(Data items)
|---|

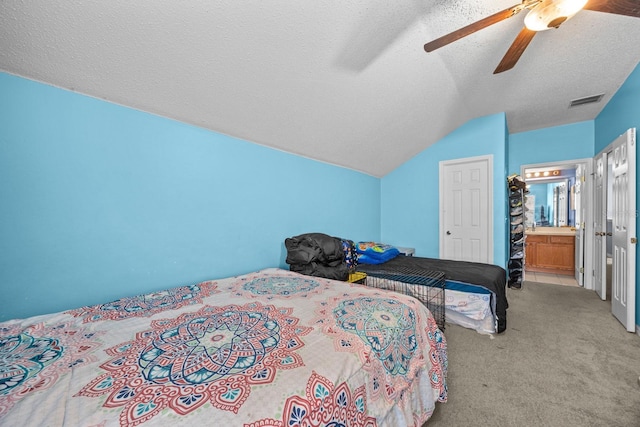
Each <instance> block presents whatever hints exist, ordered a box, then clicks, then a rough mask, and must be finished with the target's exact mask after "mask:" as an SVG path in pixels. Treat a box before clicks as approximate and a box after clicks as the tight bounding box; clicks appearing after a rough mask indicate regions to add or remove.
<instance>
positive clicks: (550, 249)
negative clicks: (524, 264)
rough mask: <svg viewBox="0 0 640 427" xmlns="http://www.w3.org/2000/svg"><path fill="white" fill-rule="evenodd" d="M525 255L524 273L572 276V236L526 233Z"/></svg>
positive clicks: (573, 244)
mask: <svg viewBox="0 0 640 427" xmlns="http://www.w3.org/2000/svg"><path fill="white" fill-rule="evenodd" d="M525 253H526V256H527V262H526V264H525V271H536V272H542V273H554V274H566V275H573V274H574V269H575V235H574V234H556V233H554V234H542V233H538V232H533V233H527V239H526V246H525Z"/></svg>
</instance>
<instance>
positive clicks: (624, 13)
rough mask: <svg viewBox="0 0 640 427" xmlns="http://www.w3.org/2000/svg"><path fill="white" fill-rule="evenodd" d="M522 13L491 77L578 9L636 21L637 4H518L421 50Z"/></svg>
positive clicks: (617, 1) (567, 3) (470, 33)
mask: <svg viewBox="0 0 640 427" xmlns="http://www.w3.org/2000/svg"><path fill="white" fill-rule="evenodd" d="M524 9H527V10H528V13H527V15H526V16H525V18H524V28H523V29H522V31H520V33H519V34H518V35H517V36H516V39H515V40H514V41H513V43H512V44H511V47H509V50H507V53H506V54H505V55H504V57H503V58H502V61H500V64H498V67H497V68H496V69H495V71H494V72H493V74H498V73H502V72H503V71H507V70H510V69H511V68H513V66H514V65H516V62H518V59H520V56H522V53H523V52H524V50H525V49H526V48H527V46H528V45H529V43H530V42H531V40H532V39H533V36H535V35H536V32H538V31H543V30H548V29H550V28H558V27H559V26H560V24H562V23H563V22H565V21H566V20H567V19H570V18H572V17H573V16H574V15H575V14H576V13H578V12H579V11H580V10H582V9H586V10H593V11H596V12H607V13H613V14H616V15H626V16H632V17H635V18H640V0H522V3H520V4H517V5H515V6H512V7H510V8H508V9H505V10H503V11H500V12H498V13H494V14H493V15H491V16H488V17H486V18H484V19H481V20H480V21H476V22H474V23H473V24H470V25H467V26H466V27H463V28H460V29H459V30H456V31H454V32H452V33H449V34H446V35H444V36H442V37H440V38H437V39H435V40H433V41H431V42H429V43H427V44H425V45H424V50H426V51H427V52H432V51H434V50H436V49H438V48H441V47H443V46H446V45H448V44H449V43H452V42H454V41H456V40H458V39H461V38H462V37H465V36H468V35H470V34H473V33H475V32H476V31H479V30H481V29H483V28H486V27H488V26H490V25H493V24H496V23H498V22H500V21H504V20H505V19H508V18H511V17H512V16H515V15H517V14H518V13H520V12H522V11H523V10H524Z"/></svg>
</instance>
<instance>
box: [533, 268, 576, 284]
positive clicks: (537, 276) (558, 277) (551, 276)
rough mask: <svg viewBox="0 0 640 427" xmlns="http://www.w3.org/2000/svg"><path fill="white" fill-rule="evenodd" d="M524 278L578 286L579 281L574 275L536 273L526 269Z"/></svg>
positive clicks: (541, 281) (558, 283) (538, 282)
mask: <svg viewBox="0 0 640 427" xmlns="http://www.w3.org/2000/svg"><path fill="white" fill-rule="evenodd" d="M524 280H526V281H528V282H538V283H549V284H552V285H563V286H578V281H577V280H576V279H575V277H573V276H565V275H562V274H550V273H536V272H534V271H525V272H524Z"/></svg>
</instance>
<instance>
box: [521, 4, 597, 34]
mask: <svg viewBox="0 0 640 427" xmlns="http://www.w3.org/2000/svg"><path fill="white" fill-rule="evenodd" d="M586 4H587V0H547V1H543V2H542V3H539V4H538V5H537V6H535V7H534V8H533V9H531V10H530V11H529V13H527V16H525V18H524V25H525V27H527V28H528V29H529V30H531V31H544V30H548V29H549V28H556V27H558V26H559V25H560V24H562V23H563V22H564V21H566V20H567V19H570V18H571V17H573V15H575V14H576V13H578V12H580V10H582V8H583V7H584V6H585V5H586Z"/></svg>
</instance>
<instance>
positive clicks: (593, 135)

|---|

§ EXERCISE DESCRIPTION
Give back each line above exactly, with pictures dropped.

§ REPLY
Each <instance> block presents whatever hints exist, ordered a box, then clicks, then a rough mask, and must be finished with the target's exact mask after "mask:" as an SVG path in pixels. Treat a box before clicks as approximate and a box after clicks as the tight bounding box; clicks appearing after a rough mask indicate regions to add or remove.
<instance>
positive clicks: (550, 249)
negative clicks: (524, 264)
rough mask: <svg viewBox="0 0 640 427" xmlns="http://www.w3.org/2000/svg"><path fill="white" fill-rule="evenodd" d="M525 255L524 273L572 276V236L526 233Z"/></svg>
positive clicks: (573, 244)
mask: <svg viewBox="0 0 640 427" xmlns="http://www.w3.org/2000/svg"><path fill="white" fill-rule="evenodd" d="M525 253H526V256H527V262H526V264H525V271H536V272H542V273H554V274H566V275H573V274H574V269H575V235H574V234H556V233H554V234H542V233H538V232H533V233H527V239H526V246H525Z"/></svg>
</instance>
<instance>
positive clicks: (624, 13)
rough mask: <svg viewBox="0 0 640 427" xmlns="http://www.w3.org/2000/svg"><path fill="white" fill-rule="evenodd" d="M522 13L491 77L578 9L636 21L637 4H518L421 50Z"/></svg>
positive clicks: (617, 1) (567, 3) (470, 33)
mask: <svg viewBox="0 0 640 427" xmlns="http://www.w3.org/2000/svg"><path fill="white" fill-rule="evenodd" d="M524 9H527V10H528V13H527V15H526V16H525V18H524V28H523V29H522V31H520V33H519V34H518V35H517V36H516V39H515V40H514V41H513V43H512V44H511V47H509V50H507V53H506V54H505V55H504V57H503V58H502V61H500V64H498V67H497V68H496V69H495V71H494V72H493V74H498V73H502V72H503V71H507V70H510V69H511V68H513V66H514V65H516V62H518V59H520V56H522V53H523V52H524V50H525V49H526V48H527V46H528V45H529V43H530V42H531V40H532V39H533V36H535V35H536V32H538V31H543V30H548V29H550V28H558V27H559V26H560V24H562V23H563V22H565V21H566V20H567V19H570V18H572V17H573V16H574V15H575V14H576V13H578V12H579V11H580V10H582V9H586V10H593V11H596V12H607V13H613V14H616V15H626V16H632V17H635V18H640V0H522V3H520V4H517V5H515V6H512V7H510V8H508V9H505V10H503V11H500V12H498V13H494V14H493V15H491V16H488V17H486V18H484V19H481V20H480V21H476V22H474V23H473V24H470V25H467V26H466V27H463V28H460V29H459V30H456V31H454V32H452V33H449V34H446V35H444V36H442V37H440V38H437V39H435V40H433V41H431V42H429V43H427V44H425V45H424V50H426V51H427V52H432V51H434V50H436V49H438V48H441V47H443V46H446V45H448V44H449V43H452V42H454V41H456V40H458V39H461V38H462V37H465V36H468V35H470V34H473V33H475V32H476V31H479V30H481V29H483V28H486V27H488V26H490V25H493V24H496V23H498V22H500V21H504V20H505V19H508V18H511V17H512V16H515V15H517V14H518V13H520V12H522V11H523V10H524Z"/></svg>
</instance>
<instance>
box: [533, 268, 576, 284]
positive clicks: (537, 276) (558, 277) (551, 276)
rough mask: <svg viewBox="0 0 640 427" xmlns="http://www.w3.org/2000/svg"><path fill="white" fill-rule="evenodd" d="M524 278L578 286L579 281L574 275L536 273L526 269Z"/></svg>
positive clicks: (541, 281) (558, 283) (538, 282)
mask: <svg viewBox="0 0 640 427" xmlns="http://www.w3.org/2000/svg"><path fill="white" fill-rule="evenodd" d="M524 280H526V281H528V282H538V283H549V284H552V285H563V286H578V281H577V280H576V279H575V277H573V276H565V275H562V274H550V273H536V272H534V271H525V272H524Z"/></svg>
</instance>
<instance>
box: [521, 4, 597, 34]
mask: <svg viewBox="0 0 640 427" xmlns="http://www.w3.org/2000/svg"><path fill="white" fill-rule="evenodd" d="M586 4H587V0H547V1H543V2H542V3H539V4H538V5H537V6H535V7H534V8H533V9H531V10H530V11H529V13H527V16H525V18H524V25H525V27H527V28H528V29H529V30H531V31H544V30H548V29H549V28H556V27H558V26H559V25H560V24H562V23H563V22H564V21H566V20H567V19H570V18H571V17H573V15H575V14H576V13H578V12H580V10H582V8H583V7H584V6H585V5H586Z"/></svg>
</instance>
<instance>
positive clicks: (593, 135)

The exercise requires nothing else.